■ WORK ORDER
Only the lines that contain the string "rough" belong in the answer; pull them from the records.

■ INFORMATION SHOWN
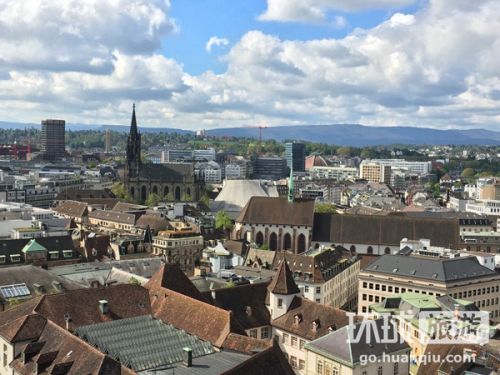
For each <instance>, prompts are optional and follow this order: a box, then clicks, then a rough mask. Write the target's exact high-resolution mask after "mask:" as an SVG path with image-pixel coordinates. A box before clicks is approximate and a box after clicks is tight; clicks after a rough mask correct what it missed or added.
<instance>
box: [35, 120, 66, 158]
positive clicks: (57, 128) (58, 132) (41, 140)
mask: <svg viewBox="0 0 500 375" xmlns="http://www.w3.org/2000/svg"><path fill="white" fill-rule="evenodd" d="M65 126H66V122H65V121H64V120H43V121H42V136H41V156H42V158H43V159H44V160H61V159H62V158H64V156H65V154H66V152H65V140H64V134H65Z"/></svg>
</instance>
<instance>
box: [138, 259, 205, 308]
mask: <svg viewBox="0 0 500 375" xmlns="http://www.w3.org/2000/svg"><path fill="white" fill-rule="evenodd" d="M144 287H145V288H147V289H148V290H150V291H155V290H158V289H160V288H166V289H169V290H173V291H174V292H177V293H180V294H182V295H185V296H188V297H191V298H194V299H197V300H199V301H203V302H206V301H207V299H206V298H205V297H204V296H203V295H202V294H201V293H200V291H199V290H198V289H197V288H196V287H195V286H194V284H193V283H192V282H191V280H189V278H188V277H187V276H186V275H185V274H184V272H182V270H181V269H180V268H179V266H178V265H177V264H176V263H166V264H164V265H162V266H161V267H160V269H159V270H158V271H156V273H155V274H154V275H153V277H151V279H149V281H148V282H147V283H146V285H144Z"/></svg>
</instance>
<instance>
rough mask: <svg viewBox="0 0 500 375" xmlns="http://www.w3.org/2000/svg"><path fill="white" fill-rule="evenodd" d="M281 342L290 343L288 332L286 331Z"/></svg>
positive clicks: (282, 342)
mask: <svg viewBox="0 0 500 375" xmlns="http://www.w3.org/2000/svg"><path fill="white" fill-rule="evenodd" d="M281 342H282V343H283V344H285V345H287V344H288V333H284V334H283V337H282V338H281Z"/></svg>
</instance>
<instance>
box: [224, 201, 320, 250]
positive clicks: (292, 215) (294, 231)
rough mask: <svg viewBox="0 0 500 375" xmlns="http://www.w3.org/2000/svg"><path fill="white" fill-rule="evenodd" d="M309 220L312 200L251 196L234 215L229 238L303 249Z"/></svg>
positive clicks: (308, 238)
mask: <svg viewBox="0 0 500 375" xmlns="http://www.w3.org/2000/svg"><path fill="white" fill-rule="evenodd" d="M313 222H314V201H302V202H289V201H288V200H287V199H286V198H271V197H252V198H251V199H250V200H249V201H248V203H247V204H246V206H245V207H244V208H243V211H241V213H240V215H239V216H238V218H237V219H236V222H235V224H236V225H235V227H234V230H233V238H234V239H245V240H247V241H249V242H253V243H255V244H256V245H257V246H267V247H268V248H269V250H273V251H274V250H290V251H292V252H294V253H303V252H304V251H307V250H308V249H309V247H310V246H311V240H312V228H313Z"/></svg>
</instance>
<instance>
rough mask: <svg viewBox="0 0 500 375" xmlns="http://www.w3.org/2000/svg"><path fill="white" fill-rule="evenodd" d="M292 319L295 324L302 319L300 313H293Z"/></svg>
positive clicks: (297, 322) (301, 315)
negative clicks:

■ RESPONSE FOR THIS EXERCISE
For each <instance>, prompts are optional and follow this order: a box, then clicks, then a rough mask. Write the target's exact high-resolution mask after "mask:" as an SVG path with image-pixel coordinates. A box before clicks is approximate and a box after clicks is tight; clicks after a rough mask correct what it missed or added.
rough mask: <svg viewBox="0 0 500 375" xmlns="http://www.w3.org/2000/svg"><path fill="white" fill-rule="evenodd" d="M281 342L290 343L288 332L286 331Z"/></svg>
rough mask: <svg viewBox="0 0 500 375" xmlns="http://www.w3.org/2000/svg"><path fill="white" fill-rule="evenodd" d="M309 220L312 200L251 196L234 215L229 238L303 249Z"/></svg>
rough mask: <svg viewBox="0 0 500 375" xmlns="http://www.w3.org/2000/svg"><path fill="white" fill-rule="evenodd" d="M292 319L295 324L302 319L300 313H293Z"/></svg>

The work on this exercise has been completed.